# [What to produce]
Although the data holds pictures, return only the lines from the one containing "Target: tree line" to the end, exactly, and without them.

# [Material for this task]
== Segment start ==
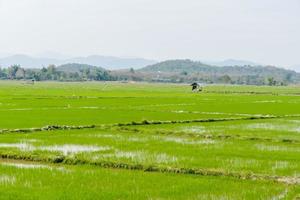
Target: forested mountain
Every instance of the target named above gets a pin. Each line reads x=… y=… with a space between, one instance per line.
x=76 y=67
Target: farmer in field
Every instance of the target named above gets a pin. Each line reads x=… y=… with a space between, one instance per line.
x=196 y=87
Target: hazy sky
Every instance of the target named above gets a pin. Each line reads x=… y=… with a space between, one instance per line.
x=264 y=31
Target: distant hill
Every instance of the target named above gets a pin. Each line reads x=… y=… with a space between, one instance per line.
x=95 y=60
x=231 y=62
x=76 y=67
x=191 y=70
x=109 y=62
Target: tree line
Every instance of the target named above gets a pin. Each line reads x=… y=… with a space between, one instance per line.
x=16 y=72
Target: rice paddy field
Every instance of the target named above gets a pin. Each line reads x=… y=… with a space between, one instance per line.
x=95 y=140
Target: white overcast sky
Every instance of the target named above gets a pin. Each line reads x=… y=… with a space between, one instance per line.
x=264 y=31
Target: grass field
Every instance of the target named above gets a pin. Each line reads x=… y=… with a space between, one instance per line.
x=96 y=140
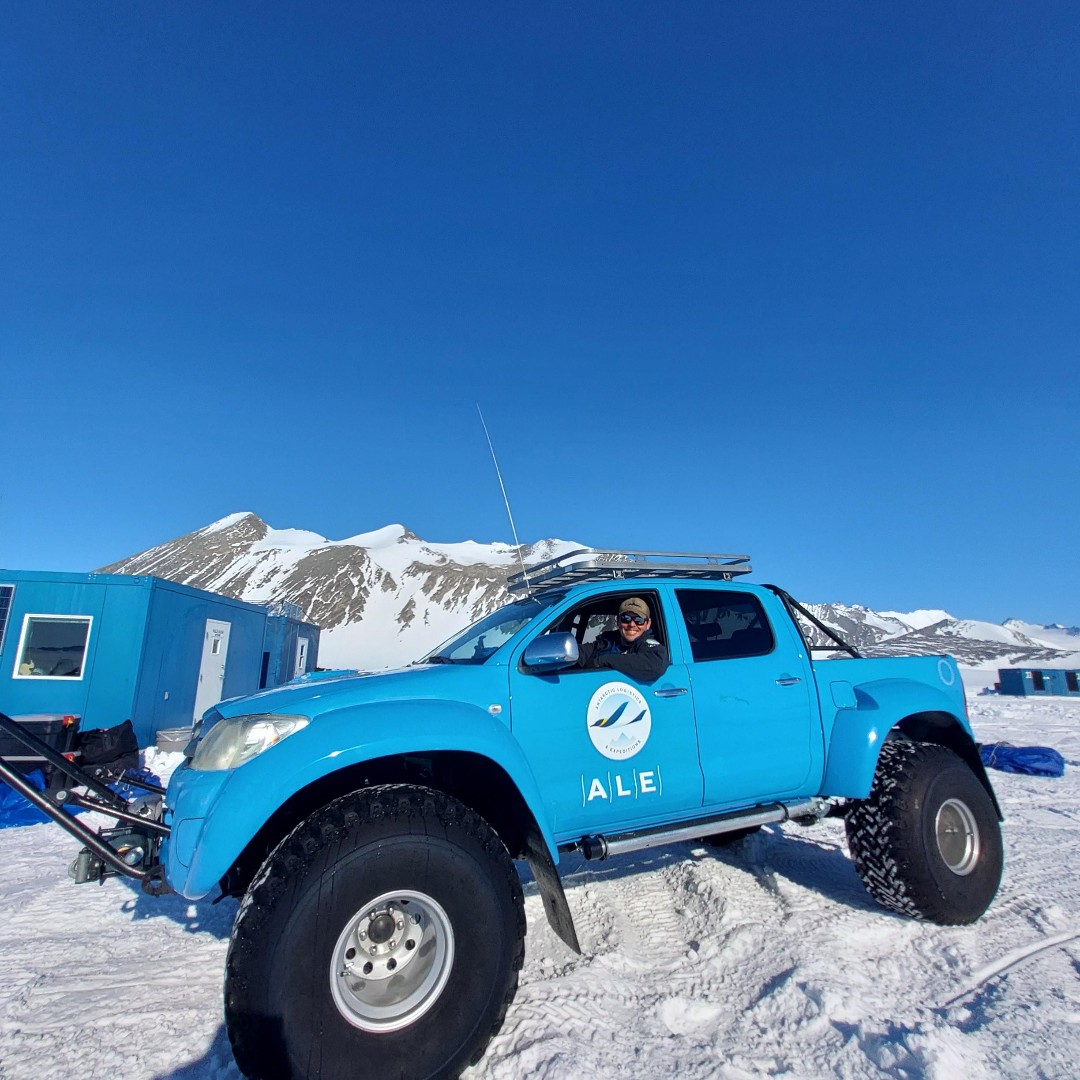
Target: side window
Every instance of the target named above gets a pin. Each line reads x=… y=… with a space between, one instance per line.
x=723 y=625
x=599 y=613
== Segment end ==
# [Problem solution]
Target: tree line
Every instance of the target named above gets a pin. Each line reads x=… y=… with a space between, one instance per line.
x=16 y=72
Target: rice paddy field
Every instance of the target named above gets a pin. Each line reads x=… y=… with a space between, one instance per line.
x=95 y=140
Target: white overcast sky
Every instance of the target named above gets a pin. Each line reads x=… y=… with a space between, one instance per line.
x=264 y=31
Target: grass field
Every instance of the target named above gets a pin. Each line reads x=… y=… with a space between, one instance per line.
x=96 y=140
Target: side window
Every instance of the target named above gets a pin. Each line reads x=… y=… with a space between, one instance per line.
x=723 y=625
x=599 y=613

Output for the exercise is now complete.